**Exercise prompt**
Rewrite the listing below so that "pixel coordinates" is renamed to "image coordinates" wherever it occurs. Keep every other part of the lines unchanged.

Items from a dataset
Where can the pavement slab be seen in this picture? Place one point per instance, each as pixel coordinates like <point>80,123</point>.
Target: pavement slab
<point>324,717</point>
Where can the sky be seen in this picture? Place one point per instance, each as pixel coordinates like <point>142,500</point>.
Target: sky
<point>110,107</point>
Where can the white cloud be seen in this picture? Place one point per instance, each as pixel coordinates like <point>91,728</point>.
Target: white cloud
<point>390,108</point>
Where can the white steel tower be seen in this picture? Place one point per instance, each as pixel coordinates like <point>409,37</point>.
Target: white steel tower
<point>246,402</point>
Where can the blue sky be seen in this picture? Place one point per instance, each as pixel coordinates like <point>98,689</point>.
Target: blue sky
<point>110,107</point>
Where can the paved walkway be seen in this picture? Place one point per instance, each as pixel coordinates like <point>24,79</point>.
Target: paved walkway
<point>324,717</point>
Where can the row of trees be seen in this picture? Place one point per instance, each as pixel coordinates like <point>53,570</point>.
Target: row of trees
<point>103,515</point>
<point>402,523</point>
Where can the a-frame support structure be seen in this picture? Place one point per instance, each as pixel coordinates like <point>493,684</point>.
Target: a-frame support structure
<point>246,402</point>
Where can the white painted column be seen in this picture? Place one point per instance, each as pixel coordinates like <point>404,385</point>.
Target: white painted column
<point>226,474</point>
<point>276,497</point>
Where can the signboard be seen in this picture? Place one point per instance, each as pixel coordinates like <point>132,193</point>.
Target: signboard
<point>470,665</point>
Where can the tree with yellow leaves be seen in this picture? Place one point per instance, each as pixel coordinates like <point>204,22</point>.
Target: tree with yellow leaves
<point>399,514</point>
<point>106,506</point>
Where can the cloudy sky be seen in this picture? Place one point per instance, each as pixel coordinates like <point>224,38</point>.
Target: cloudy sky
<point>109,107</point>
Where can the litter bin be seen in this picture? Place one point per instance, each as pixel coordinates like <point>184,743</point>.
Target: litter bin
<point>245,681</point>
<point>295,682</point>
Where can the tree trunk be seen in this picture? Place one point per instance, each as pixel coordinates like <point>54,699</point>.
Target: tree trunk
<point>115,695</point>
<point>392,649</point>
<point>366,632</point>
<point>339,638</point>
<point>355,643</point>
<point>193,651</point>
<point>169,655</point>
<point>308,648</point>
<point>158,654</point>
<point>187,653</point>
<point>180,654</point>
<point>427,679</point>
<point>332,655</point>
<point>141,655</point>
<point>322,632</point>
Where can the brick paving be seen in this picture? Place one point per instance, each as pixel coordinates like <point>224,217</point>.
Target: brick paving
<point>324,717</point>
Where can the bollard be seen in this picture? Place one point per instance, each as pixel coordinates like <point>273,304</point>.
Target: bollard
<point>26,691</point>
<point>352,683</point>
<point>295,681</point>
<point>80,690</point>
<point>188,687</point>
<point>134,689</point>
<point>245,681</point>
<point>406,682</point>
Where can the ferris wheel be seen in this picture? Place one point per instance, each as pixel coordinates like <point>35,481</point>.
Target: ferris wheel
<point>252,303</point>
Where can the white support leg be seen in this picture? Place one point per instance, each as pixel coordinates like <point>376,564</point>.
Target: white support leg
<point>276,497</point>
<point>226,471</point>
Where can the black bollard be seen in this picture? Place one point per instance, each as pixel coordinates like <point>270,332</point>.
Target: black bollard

**Complete response**
Where can the pavement slab be seen in this picture? Place one point per instance, each as image coordinates like <point>80,123</point>.
Target: pavement slab
<point>324,717</point>
Where can the sky be seen in this picture? Place one point per instance, each as image coordinates like <point>142,500</point>.
Target: sky
<point>110,107</point>
Where can the white cloud be seen in this picture? Place one point per instance, each as image coordinates like <point>91,728</point>.
Target: white cloud
<point>390,108</point>
Where can the white steel tower be seen in this picture? Place one point per instance, each as image coordinates like <point>409,37</point>.
Target: white steel tower
<point>246,402</point>
Where can the blue sky be seen in this picture? Place one point per instance, each as image coordinates like <point>98,689</point>.
Target: blue sky
<point>110,107</point>
Where can the paved walkway be seen in this picture? Place one point per instance, each as image coordinates like <point>24,79</point>.
Target: paved walkway
<point>324,717</point>
Where can the row of trees be seen in this picture? Place one point per instance, each as image coordinates like <point>53,570</point>.
Target: row of trees
<point>103,515</point>
<point>402,523</point>
Where can the a-frame support structure be seen in this picture? Place one point per instance, each as image coordinates like <point>493,684</point>.
Target: a-frame support structure
<point>246,402</point>
Where can the white painted column be seen in this picture? Place one point per instance, each as image coordinates like <point>404,385</point>.
Target: white painted column
<point>226,474</point>
<point>276,497</point>
Where can the signboard be seen in this picture? Place one point per instance, each as image coordinates like <point>132,193</point>.
Target: signboard
<point>470,665</point>
Where can the tree with yellow leaves be seen in this picture? Place one point per instance, each as image coordinates like <point>204,22</point>.
Target: tree with yellow leaves
<point>399,514</point>
<point>106,506</point>
Where can the cloudy sky be seen in this picture? Place one point per instance, each as image coordinates like <point>224,38</point>.
Target: cloudy sky
<point>109,107</point>
Where can the litter bin be seen in this picture? Place one point per instance, each as image coordinates like <point>184,743</point>.
Target: litter bin
<point>245,681</point>
<point>295,682</point>
Where can the tree trunk be seen in this picture? Place one point per instance, each as image coordinates like <point>54,699</point>.
Target: tree trunk
<point>115,695</point>
<point>392,649</point>
<point>366,632</point>
<point>339,638</point>
<point>355,643</point>
<point>193,651</point>
<point>169,655</point>
<point>308,648</point>
<point>158,654</point>
<point>187,653</point>
<point>180,654</point>
<point>427,679</point>
<point>332,655</point>
<point>141,655</point>
<point>322,632</point>
Where can the brick paving be seen in this picture? Place one point per instance, each as image coordinates like <point>224,217</point>.
Target: brick paving
<point>324,717</point>
Where can the bollard be seen in this picture? Place one point per instance, each as image coordinates like <point>273,304</point>.
Target: bollard
<point>26,691</point>
<point>352,683</point>
<point>295,681</point>
<point>80,690</point>
<point>188,687</point>
<point>134,689</point>
<point>245,681</point>
<point>406,682</point>
Where can the ferris wheel be seen in this picture? Place one point per instance, each as image coordinates like <point>35,481</point>.
Target: ferris wheel
<point>252,303</point>
Where can the white support leg be seen in this picture? Place one point per instance, each as image coordinates like <point>376,564</point>.
Target: white support leg
<point>276,497</point>
<point>226,471</point>
Where can the black bollard be seen in this picture? Place one point per instance, each as image coordinates like <point>270,332</point>.
Target: black bollard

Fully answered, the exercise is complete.